[Extracted records]
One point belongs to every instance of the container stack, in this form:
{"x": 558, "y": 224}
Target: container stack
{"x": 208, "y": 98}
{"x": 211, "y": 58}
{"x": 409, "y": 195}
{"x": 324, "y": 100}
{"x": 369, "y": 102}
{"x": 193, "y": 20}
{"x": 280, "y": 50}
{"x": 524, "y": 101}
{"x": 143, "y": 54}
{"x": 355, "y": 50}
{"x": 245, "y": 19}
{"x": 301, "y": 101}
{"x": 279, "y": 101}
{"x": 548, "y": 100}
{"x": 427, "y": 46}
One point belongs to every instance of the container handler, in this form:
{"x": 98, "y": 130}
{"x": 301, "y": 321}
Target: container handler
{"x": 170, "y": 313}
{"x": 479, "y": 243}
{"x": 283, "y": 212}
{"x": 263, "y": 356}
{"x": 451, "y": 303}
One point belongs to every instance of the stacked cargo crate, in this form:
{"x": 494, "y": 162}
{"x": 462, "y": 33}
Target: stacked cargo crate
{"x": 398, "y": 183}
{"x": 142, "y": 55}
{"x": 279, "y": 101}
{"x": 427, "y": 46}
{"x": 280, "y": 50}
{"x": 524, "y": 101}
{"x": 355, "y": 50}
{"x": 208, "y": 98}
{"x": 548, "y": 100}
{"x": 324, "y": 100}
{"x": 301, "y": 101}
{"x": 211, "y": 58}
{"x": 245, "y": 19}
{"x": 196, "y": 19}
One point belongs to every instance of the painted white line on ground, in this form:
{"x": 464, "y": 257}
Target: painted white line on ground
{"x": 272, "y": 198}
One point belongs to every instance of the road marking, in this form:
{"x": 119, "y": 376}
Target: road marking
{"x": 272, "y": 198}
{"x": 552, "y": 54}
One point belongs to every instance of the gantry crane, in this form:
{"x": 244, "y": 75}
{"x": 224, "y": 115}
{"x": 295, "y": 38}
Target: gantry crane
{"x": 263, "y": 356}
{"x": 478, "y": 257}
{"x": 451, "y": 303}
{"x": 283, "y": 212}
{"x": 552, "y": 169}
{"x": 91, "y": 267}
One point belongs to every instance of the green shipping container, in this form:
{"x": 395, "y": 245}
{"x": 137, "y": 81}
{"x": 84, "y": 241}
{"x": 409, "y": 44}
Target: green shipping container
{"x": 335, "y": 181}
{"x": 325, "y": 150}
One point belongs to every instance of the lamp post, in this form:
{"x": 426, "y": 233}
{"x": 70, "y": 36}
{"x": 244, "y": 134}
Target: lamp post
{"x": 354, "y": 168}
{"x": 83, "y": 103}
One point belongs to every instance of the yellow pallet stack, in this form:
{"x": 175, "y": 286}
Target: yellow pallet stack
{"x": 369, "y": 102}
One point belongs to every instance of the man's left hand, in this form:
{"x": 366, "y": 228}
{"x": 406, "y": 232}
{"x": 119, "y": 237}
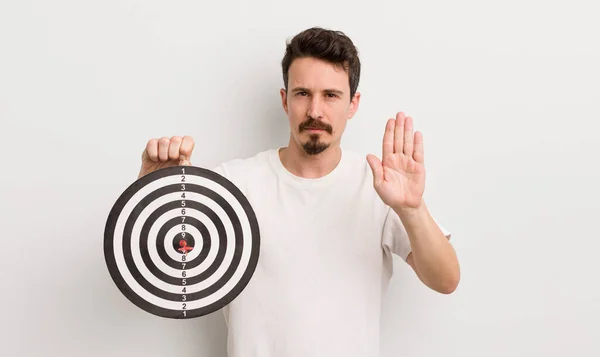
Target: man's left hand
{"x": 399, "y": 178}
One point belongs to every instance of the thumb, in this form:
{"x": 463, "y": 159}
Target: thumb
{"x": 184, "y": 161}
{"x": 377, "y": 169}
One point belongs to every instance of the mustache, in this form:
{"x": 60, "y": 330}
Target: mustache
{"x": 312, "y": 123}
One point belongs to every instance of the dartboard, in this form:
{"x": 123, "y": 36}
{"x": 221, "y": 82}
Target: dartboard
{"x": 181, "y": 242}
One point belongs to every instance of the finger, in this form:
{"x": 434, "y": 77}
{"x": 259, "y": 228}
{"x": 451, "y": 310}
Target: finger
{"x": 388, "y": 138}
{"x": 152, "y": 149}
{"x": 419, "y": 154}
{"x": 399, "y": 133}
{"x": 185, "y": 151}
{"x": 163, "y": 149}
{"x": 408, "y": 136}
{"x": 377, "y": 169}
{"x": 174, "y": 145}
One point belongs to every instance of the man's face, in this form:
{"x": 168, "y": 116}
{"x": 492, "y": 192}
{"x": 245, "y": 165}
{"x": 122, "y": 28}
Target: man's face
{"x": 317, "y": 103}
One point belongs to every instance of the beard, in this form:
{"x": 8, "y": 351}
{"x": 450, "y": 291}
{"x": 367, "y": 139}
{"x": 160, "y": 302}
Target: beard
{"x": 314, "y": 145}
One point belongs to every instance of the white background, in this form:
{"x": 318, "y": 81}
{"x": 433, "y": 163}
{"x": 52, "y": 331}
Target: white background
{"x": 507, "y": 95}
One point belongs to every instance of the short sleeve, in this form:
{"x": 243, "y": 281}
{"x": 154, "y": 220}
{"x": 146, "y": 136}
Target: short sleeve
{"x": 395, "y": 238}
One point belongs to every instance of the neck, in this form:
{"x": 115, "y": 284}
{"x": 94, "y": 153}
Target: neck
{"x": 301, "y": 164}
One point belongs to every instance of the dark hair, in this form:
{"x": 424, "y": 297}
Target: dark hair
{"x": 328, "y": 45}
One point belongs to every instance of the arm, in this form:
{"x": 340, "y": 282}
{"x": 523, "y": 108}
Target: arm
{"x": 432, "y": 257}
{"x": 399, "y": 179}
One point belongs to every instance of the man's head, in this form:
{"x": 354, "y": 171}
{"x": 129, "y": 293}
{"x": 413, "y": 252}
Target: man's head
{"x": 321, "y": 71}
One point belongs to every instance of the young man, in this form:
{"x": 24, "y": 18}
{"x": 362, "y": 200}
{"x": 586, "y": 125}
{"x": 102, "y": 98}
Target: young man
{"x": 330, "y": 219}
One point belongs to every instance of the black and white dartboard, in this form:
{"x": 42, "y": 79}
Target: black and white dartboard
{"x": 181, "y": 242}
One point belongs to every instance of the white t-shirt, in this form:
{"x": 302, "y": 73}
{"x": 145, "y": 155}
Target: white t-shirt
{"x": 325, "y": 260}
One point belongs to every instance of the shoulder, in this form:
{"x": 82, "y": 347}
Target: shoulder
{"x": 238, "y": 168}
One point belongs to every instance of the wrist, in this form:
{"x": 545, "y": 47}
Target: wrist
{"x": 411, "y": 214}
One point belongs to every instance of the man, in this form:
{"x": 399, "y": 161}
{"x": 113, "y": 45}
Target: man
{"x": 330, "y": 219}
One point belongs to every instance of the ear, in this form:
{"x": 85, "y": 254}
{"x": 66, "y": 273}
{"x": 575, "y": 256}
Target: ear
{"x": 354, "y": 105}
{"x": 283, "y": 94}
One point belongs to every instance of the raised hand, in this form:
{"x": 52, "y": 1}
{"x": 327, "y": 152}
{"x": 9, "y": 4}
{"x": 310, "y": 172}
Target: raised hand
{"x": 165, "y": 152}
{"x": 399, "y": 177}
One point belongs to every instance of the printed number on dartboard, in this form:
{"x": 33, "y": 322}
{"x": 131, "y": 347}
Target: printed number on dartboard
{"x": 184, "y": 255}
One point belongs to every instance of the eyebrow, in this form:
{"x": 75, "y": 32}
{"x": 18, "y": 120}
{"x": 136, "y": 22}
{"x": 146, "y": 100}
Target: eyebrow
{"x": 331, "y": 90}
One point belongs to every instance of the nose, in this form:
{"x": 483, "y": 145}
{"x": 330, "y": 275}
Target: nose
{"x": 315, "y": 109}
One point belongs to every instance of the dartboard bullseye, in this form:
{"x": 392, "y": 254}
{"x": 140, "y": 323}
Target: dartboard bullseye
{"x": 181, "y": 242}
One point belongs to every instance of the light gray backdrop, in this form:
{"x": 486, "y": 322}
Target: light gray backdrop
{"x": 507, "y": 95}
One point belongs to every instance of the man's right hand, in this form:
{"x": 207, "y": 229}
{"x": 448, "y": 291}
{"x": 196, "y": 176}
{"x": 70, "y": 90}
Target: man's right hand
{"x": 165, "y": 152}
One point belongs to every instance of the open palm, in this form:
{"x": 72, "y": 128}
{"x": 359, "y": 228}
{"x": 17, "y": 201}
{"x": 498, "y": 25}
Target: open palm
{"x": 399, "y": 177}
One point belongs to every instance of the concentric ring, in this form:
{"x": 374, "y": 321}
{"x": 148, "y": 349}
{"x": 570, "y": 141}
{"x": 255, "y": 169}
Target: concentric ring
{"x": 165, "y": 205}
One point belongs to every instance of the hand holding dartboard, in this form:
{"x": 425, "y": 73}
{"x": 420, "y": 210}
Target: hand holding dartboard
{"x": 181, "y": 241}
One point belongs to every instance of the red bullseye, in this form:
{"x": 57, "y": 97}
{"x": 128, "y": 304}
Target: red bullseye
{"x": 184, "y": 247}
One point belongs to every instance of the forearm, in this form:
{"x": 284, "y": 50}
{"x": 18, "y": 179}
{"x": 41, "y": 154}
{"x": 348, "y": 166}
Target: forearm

» **What this task involves**
Write out again, unchanged, every line from the line containing "One point belongs to every instance of the light" to the final line of the material above.

» **Problem solution**
One point belongs to every instance of the light gray backdrop, in this form:
{"x": 486, "y": 322}
Target: light gray backdrop
{"x": 507, "y": 95}
One point belongs to every instance of the man's right hand, in this form:
{"x": 207, "y": 229}
{"x": 448, "y": 291}
{"x": 196, "y": 176}
{"x": 70, "y": 90}
Target: man's right hand
{"x": 165, "y": 152}
One point belongs to every instance of the open palm, in this form:
{"x": 72, "y": 128}
{"x": 359, "y": 228}
{"x": 17, "y": 201}
{"x": 498, "y": 25}
Target: open palm
{"x": 399, "y": 177}
One point belongs to every instance of the concentric ring, in this form:
{"x": 374, "y": 321}
{"x": 148, "y": 349}
{"x": 570, "y": 141}
{"x": 255, "y": 169}
Target: concentric ring
{"x": 165, "y": 205}
One point belongs to every instance of the hand holding dartboard, in this form:
{"x": 425, "y": 73}
{"x": 420, "y": 210}
Target: hand holding dartboard
{"x": 181, "y": 241}
One point belongs to every instance of the red bullseye, in this form:
{"x": 57, "y": 97}
{"x": 128, "y": 304}
Target: red bullseye
{"x": 184, "y": 247}
One point belongs to every instance of the forearm, in this form:
{"x": 284, "y": 50}
{"x": 18, "y": 179}
{"x": 41, "y": 154}
{"x": 348, "y": 166}
Target: forearm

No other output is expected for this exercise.